## Problem to solve
Copy the data below word for word, leaving out the pictures.
* * *
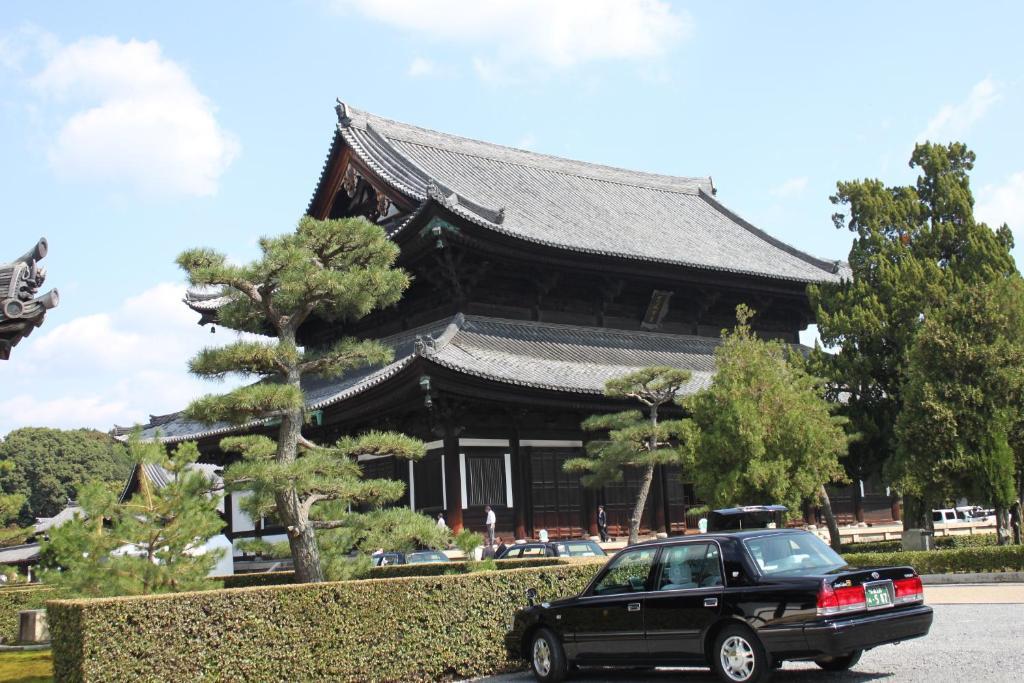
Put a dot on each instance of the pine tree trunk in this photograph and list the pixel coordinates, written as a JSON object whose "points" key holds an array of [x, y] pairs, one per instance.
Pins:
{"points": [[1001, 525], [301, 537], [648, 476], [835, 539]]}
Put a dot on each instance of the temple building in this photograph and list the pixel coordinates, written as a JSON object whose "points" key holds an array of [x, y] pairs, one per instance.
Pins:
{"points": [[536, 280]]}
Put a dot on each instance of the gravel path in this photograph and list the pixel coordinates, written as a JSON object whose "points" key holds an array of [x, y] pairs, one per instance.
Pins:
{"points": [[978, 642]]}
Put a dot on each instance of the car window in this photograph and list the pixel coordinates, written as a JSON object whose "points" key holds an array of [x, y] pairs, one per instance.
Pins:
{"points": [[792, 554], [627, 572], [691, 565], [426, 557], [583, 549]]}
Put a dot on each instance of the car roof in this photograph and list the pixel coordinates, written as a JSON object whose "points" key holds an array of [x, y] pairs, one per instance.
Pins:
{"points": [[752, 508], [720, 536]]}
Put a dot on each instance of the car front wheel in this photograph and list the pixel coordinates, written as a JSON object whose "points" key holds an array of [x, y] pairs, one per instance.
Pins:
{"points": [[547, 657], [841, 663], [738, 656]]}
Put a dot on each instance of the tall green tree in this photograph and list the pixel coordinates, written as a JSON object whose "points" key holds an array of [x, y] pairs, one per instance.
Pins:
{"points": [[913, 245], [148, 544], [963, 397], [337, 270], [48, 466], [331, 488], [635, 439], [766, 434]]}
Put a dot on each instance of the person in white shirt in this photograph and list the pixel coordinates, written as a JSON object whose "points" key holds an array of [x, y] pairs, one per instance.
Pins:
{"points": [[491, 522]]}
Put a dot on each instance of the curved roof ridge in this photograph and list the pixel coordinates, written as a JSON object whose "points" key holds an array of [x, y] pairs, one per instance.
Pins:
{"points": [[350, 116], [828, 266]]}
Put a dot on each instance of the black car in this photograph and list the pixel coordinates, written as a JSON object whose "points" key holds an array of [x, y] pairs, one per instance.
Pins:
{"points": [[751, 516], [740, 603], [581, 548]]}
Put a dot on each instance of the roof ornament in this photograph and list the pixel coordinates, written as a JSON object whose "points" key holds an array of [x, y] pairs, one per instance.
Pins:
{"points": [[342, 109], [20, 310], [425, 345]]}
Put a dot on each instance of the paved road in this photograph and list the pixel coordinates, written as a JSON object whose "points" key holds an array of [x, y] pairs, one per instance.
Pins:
* * *
## Output for this task
Put a dot on each instance of the pine tree trunk in this photograph and list the pixel coordinates, written as a JSON object whose "points" key holds an array of [x, y] pairs, one per instance.
Pins:
{"points": [[1001, 525], [301, 537], [648, 476], [835, 539]]}
Put a dot on each instance of the temple building in this photograph and list the pixel coordinates, written as a JSON object whose "points" key holds an array of [x, y] pairs, one per instance.
Pins:
{"points": [[536, 280]]}
Put a dot on each instance of the gravel path in this photograph and list the pixel coordinates, written as a JSON object whose "points" key holds an array of [x, y] pairs, one per instance.
Pins:
{"points": [[978, 642]]}
Put a dot on each instance of the car window in this photograph and list the pixel coordinates, written as a JSON object whose "points" key holds an array of [x, y] pairs, one per instance.
Pins:
{"points": [[792, 554], [627, 572], [691, 565], [426, 557], [583, 549]]}
Put a dot on each instance of the car roof in this photograph and list the pixel coordinates, written as a JSON object whose "points" key holds an array of [x, y] pairs, one per instance.
Pins:
{"points": [[752, 508], [720, 536]]}
Put a dot on each instance of the car front wheel in this photograph and list the pixel coordinates, written as a JSON object whose "points" key holds an array of [x, y] pairs, one per instance.
Pins:
{"points": [[547, 657], [841, 663], [738, 656]]}
Put a dot on each instance of the tall green tree in this photograph and list the pixel coordinates, written as a JSON object whose "points" key holds an array of [x, y] pairs, one per instance.
Pins:
{"points": [[913, 245], [148, 544], [963, 397], [337, 270], [48, 466], [331, 488], [635, 439], [766, 434]]}
Put a dot on each instance of the person in white shirt in this photograph and list the pixel coordinates, written as a JSON object whose "points" key holds an array of [x, y] pairs, one per instance.
Pins:
{"points": [[491, 522]]}
Put a dot on each instance of the curved roof ridge in this photograph and list the pixel coordinates, written as a JSON object whose "points" key holds an array of [x, y] pairs, one per instance.
Pins:
{"points": [[350, 116], [828, 266]]}
Put a dot on each instance of the black car in this photograph and list the pixel coordinates, written as a JSON object whose "points" key holds an array of [x, y] pairs, one per instance.
Pins:
{"points": [[751, 516], [740, 603], [581, 548]]}
Put a dot on each instance of the roof ornament in this photograph and list the pixel coordinates, written as a JSON object whose "points" key holds an array of [x, y] pairs, one per instance.
Pins:
{"points": [[342, 109], [20, 310], [425, 345]]}
Put a dot on each instance of the paved road in this photograph and list the pixel coordinates, written as a JSON object whose "points" key holds an array of [x, y] pairs, one per instance.
Pins:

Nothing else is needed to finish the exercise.